EXPLORE THE MATERIAL:
[a] Summarize the passage on green tea catechins and detox nutrients in three sentences.
[b] Carry on the passage on green tea catechins and detox nutrients from its final paragraph.

*** GIVEN PASSAGE

Green tea catechins increase gene expression of certain enzymes, the study shows

Green tea has long been of interest to researchers given studies that have shown populations in which it is often consumed, such as the Chinese and Japanese, generally have lower rates of cancer. To find out if green tea can protect against cancer, the NCI has sponsored a number of rigorous scientific studies testing capsules of the extract, Polyphenon E, that have been prepared in Japan to meet exact specifications. These pills contain epigallocatechin gallate (EGCG), a catechin known for its potent antioxidant activity, and are currently being tested against a variety of cancers in clinical trials.

This study was designed to see if green tea catechin concentrate had any effect on the levels of GST enzymes in healthy individuals − research that could explain the tea’s anti-cancer properties. Healthy volunteers were asked to abstain from consuming any tea or tea-related products for four weeks.

At the end of this “washout period,” blood was drawn and baseline GST enzyme levels were determined for each participant

Then, the volunteers were asked to take four Polyphenon E capsules, for a total of 800 milligrams of EGCG, each morning on an empty stomach for four weeks and to abstain from drinking tea or eating many cruciferous vegetables, which contain other beneficial chemicals. Another blood sample was taken after four weeks, and GST activity was determined.

Researchers found that use of Polyphenon E enhanced GST activity when data from all participants were included for analysis. But it had its most significant effect in volunteers whose baseline blood measurements showed low GST activity − an 80 percent increase compared to baseline GST activity. Activity did not change in volunteers with medium GST expression, or in those with the highest levels, GST seemed to decrease slightly although researchers believe that decline was due to random variation.

“This is the first clinical study to show proof that chemicals in green tea can increase detoxification enzymes in humans,” Chow said in the news release. “There may be other mechanism in play by which green tea may protect against cancer development, but this is a good place to start.” The NCI supported the study and researchers from NCI also participated in conducting the study.

What makes up a green health detox cocktail of nutrients or supplements?

And should they come from food directly as in fresh, raw plant foods or extracts or from vitamins and any other supplements? How would you know what is safe other than to read some of the medical studies published in credible science journals? Check out site such as, "Yabba Pot - 21 day raw food diet - instructions - YouTube," and Starting a Raw Food Diet.

The detox cocktail that some physicians recommend is found in the book, The High Blood Pressure Hoax by Sherry A. Rogers, M.D. on pages 40-43. Detoxing starts with fighting free radicals. Dr. Rogers emphasizes that your detox cocktail consists of three ingredients: vitamin C, glutathione, and lipoic acid.

Up to 75 percent of pantothenic acid, which is vitamin B5, is lost when food is canned or frozen. Yet according to a study at the University of Windsor, Canada, researchers found that tissue cells treated with pantothenic acid found in COQ10, detoxifies numerous synthetic compounds that you can absorb from drugs, herbicides, and insecticides, according to the book Healing with Vitamins, pages 14-15.

******
*** INPUT DATA

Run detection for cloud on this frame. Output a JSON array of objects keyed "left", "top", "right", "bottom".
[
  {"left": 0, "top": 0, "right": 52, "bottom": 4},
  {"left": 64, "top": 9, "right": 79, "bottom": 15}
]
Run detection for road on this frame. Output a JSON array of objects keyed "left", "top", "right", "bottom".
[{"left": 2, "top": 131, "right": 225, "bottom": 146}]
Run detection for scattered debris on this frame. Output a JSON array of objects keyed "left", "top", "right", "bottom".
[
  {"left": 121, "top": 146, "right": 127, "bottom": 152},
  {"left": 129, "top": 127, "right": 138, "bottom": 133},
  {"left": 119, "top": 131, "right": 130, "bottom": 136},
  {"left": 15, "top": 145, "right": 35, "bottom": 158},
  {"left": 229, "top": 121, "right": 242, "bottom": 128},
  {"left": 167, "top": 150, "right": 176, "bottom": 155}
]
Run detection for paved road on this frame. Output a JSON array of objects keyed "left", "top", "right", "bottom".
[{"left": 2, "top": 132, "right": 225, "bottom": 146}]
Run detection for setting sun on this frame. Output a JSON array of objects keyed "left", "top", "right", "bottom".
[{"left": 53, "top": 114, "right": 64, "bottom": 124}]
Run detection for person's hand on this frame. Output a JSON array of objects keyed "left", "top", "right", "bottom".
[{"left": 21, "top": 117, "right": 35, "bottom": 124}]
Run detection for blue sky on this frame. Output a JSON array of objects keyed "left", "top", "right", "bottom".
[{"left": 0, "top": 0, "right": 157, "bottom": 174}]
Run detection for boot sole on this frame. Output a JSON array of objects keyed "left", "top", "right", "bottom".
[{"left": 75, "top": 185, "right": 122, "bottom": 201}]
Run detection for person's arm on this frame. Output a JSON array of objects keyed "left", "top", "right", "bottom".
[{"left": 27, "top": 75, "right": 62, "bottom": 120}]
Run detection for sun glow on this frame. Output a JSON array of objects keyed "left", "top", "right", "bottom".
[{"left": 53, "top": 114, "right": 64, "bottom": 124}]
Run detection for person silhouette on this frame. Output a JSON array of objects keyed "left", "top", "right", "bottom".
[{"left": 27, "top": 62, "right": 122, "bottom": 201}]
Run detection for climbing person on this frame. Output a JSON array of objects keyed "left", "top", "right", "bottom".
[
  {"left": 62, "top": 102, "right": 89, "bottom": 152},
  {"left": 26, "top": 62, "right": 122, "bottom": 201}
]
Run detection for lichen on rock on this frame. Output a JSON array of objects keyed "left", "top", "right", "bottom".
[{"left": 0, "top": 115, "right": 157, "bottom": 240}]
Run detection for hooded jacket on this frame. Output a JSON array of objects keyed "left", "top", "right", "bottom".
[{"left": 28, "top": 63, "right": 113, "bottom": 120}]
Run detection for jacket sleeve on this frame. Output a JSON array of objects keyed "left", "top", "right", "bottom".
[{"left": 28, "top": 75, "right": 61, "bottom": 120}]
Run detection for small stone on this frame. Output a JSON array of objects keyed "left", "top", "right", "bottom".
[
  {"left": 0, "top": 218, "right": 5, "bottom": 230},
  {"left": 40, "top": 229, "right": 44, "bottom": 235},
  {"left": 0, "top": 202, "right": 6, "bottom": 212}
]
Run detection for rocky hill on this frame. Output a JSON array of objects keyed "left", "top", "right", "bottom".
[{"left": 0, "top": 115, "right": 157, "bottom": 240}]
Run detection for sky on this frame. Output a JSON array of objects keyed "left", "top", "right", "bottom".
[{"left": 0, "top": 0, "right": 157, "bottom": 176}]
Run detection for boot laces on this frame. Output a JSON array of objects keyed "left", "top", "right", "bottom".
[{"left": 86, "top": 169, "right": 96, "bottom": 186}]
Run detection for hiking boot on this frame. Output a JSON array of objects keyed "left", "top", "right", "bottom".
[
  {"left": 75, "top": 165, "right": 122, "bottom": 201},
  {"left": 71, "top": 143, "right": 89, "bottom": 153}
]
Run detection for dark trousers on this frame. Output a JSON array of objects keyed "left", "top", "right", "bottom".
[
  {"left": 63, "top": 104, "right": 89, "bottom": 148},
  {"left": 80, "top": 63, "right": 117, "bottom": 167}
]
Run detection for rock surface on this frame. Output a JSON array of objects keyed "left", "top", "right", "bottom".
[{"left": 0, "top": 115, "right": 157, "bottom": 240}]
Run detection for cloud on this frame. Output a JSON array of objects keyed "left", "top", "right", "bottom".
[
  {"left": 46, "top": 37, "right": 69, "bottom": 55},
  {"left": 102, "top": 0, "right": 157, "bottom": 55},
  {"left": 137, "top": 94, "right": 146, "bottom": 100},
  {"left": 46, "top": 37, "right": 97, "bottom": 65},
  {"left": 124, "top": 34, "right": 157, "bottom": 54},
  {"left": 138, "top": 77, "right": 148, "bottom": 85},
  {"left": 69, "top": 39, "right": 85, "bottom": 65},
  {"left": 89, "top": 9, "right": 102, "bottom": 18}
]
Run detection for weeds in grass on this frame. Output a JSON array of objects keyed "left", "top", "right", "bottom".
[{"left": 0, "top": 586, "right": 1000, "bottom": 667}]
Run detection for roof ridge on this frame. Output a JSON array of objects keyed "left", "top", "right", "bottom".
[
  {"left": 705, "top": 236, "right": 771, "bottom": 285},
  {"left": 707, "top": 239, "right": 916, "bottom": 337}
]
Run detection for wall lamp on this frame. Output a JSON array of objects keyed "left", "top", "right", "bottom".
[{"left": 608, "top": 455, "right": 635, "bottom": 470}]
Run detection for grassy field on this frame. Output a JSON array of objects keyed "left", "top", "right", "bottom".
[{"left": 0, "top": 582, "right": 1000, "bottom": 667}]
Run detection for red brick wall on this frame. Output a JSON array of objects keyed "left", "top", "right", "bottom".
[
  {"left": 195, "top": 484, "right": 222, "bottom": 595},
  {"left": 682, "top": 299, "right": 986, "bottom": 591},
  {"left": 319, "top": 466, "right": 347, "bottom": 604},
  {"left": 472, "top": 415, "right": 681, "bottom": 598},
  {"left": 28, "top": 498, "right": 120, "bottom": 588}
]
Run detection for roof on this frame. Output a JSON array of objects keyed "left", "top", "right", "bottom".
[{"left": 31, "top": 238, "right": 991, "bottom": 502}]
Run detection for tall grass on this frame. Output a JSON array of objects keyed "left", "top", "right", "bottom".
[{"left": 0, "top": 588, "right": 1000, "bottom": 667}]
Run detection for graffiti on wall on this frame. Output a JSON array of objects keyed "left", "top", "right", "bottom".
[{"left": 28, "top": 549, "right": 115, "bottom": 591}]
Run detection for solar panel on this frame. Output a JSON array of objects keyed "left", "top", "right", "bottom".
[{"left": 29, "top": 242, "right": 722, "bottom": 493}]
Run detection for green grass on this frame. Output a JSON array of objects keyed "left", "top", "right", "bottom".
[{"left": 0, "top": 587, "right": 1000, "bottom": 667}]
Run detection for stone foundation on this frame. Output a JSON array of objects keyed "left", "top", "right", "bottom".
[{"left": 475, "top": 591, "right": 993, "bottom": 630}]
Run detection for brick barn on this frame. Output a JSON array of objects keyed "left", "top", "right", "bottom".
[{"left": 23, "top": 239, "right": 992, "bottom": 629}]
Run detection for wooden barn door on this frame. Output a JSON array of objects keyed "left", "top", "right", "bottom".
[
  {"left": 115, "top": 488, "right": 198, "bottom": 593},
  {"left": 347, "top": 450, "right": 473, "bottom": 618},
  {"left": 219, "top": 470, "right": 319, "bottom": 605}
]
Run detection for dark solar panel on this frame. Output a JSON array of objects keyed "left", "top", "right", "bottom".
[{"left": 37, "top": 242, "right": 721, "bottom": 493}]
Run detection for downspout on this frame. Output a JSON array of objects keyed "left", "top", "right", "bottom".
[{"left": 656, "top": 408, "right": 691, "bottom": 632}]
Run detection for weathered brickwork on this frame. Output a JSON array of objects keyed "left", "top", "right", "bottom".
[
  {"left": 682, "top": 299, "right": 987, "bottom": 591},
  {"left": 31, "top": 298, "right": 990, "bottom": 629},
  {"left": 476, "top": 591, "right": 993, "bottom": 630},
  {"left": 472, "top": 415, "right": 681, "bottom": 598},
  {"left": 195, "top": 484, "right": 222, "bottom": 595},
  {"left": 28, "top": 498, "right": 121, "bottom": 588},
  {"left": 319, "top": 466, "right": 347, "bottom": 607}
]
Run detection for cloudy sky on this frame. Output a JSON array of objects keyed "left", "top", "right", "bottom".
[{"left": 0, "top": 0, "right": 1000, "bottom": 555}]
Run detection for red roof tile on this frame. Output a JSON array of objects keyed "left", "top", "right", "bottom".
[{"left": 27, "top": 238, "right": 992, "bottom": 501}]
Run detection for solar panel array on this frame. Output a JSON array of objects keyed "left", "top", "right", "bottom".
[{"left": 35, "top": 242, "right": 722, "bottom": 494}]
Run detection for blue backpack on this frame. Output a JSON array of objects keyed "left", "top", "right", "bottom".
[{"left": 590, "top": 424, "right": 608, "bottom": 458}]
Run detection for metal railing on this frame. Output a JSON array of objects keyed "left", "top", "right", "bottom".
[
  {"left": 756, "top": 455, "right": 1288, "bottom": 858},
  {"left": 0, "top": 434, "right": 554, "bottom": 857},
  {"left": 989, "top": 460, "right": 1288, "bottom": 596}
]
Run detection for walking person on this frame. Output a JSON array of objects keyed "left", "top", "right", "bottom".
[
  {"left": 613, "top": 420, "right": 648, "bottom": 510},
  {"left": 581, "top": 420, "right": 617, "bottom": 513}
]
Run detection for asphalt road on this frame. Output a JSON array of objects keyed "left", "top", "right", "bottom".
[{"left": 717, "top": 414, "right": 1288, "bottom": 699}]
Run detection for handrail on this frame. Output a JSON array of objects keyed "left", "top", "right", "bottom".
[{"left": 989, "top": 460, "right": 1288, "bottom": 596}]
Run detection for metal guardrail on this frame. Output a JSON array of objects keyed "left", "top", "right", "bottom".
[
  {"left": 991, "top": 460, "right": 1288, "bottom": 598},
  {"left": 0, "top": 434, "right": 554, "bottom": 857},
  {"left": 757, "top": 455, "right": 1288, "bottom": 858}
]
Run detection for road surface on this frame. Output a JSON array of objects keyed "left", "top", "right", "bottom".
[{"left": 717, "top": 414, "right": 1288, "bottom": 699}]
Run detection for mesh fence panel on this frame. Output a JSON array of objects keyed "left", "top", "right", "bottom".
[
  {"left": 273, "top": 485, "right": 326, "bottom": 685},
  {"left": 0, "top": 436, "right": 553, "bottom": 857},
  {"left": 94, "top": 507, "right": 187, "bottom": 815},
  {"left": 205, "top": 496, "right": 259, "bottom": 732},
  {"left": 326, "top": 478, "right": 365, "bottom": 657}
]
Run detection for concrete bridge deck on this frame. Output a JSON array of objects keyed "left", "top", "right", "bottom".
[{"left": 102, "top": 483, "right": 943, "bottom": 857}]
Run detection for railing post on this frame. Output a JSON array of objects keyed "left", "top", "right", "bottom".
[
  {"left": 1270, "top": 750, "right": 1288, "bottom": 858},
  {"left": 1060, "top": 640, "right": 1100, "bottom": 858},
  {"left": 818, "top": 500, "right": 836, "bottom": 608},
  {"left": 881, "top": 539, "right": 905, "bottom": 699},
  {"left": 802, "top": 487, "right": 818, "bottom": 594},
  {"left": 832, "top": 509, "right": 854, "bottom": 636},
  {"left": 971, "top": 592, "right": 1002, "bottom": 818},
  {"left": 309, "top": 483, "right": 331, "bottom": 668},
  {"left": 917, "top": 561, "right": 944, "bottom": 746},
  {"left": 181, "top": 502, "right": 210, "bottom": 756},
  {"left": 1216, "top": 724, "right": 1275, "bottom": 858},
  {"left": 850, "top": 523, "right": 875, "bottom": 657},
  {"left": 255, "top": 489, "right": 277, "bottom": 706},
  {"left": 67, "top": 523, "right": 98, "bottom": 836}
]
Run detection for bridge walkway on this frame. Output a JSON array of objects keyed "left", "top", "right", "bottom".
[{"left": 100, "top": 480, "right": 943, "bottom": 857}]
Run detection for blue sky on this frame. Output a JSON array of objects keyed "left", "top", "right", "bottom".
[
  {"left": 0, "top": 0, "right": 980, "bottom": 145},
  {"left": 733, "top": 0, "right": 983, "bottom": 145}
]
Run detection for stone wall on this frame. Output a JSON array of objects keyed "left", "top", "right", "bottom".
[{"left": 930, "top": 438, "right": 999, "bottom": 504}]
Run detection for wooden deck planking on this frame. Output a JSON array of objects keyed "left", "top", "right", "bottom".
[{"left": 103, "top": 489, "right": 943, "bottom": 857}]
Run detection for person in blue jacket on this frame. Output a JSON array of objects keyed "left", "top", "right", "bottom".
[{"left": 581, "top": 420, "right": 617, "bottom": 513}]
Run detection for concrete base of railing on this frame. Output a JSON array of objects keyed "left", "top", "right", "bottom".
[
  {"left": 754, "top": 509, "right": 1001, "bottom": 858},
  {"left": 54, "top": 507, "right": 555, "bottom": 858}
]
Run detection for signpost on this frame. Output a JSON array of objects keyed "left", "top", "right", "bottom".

******

ANSWERS FOR THE EXERCISE:
[a] An NCI-supported study tested whether Polyphenon E, a green tea extract containing EGCG, affected GST enzyme levels in healthy volunteers, who took 800 milligrams of EGCG each morning for four weeks after a four-week washout period without tea. GST activity rose when all participants were analyzed and increased most, by 80 percent over baseline, in those with low baseline activity, while it did not change in those with medium levels. The text then turns to detox cocktails, noting that Sherry A. Rogers, M.D., names vitamin C, glutathione, and lipoic acid as the three ingredients, and citing a University of Windsor study in which tissue cells treated with pantothenic acid detoxified synthetic compounds from drugs, herbicides, and insecticides.

[b]
Readers also should take into consideration that according to an answer the doctor noted in response to a viewer's question about lipoic acid on the Dr. Ray Sahanian’s site, heart rhythm disturbances have been reported from some people that were taking too high dosages of lipoic acid.

“There are no indications that low doses of lipoic acid, such as 5 to 20 mg, have side effects,” reads the answer on Dr. Ray Sahelian’s site to a viewer’s question. The answer noted on Dr. Ray Sahelian’s site states, “In my personal experience, high dosages of alpha lipoic acid can cause insomnia and ALA (alpha lipoic acid) may cause heart rhythm disturbances. Until we know more about the long term side effects of these supplements, I prefer to take low dosages and take days off.”

Different doctors will differ on the dose you need. You have to tailor what you take in the form of any detoxifiers to your own body and needs.

R-lipoic acid is recommended over alpha lipoic acid by numerous nutrition-oriented doctors. On page 132 of The Cholesterol Hoax, Dr. Rogers notes, "Make sure you at least get minimum 300 mgs of R-Lipoic Acid twice a day..." (to detox from plastics pollutants).

Dr. Rogers notes that "Plastics that are the highest pollutant in the human body now also trigger insulin resistence." Three studies also are noted for reference on page 132 of the book, The Cholesterol Hoax. The important point is to find the dose that's correct for you by working with your doctor if you want to detox from plastics pollutants or insecticide contamination.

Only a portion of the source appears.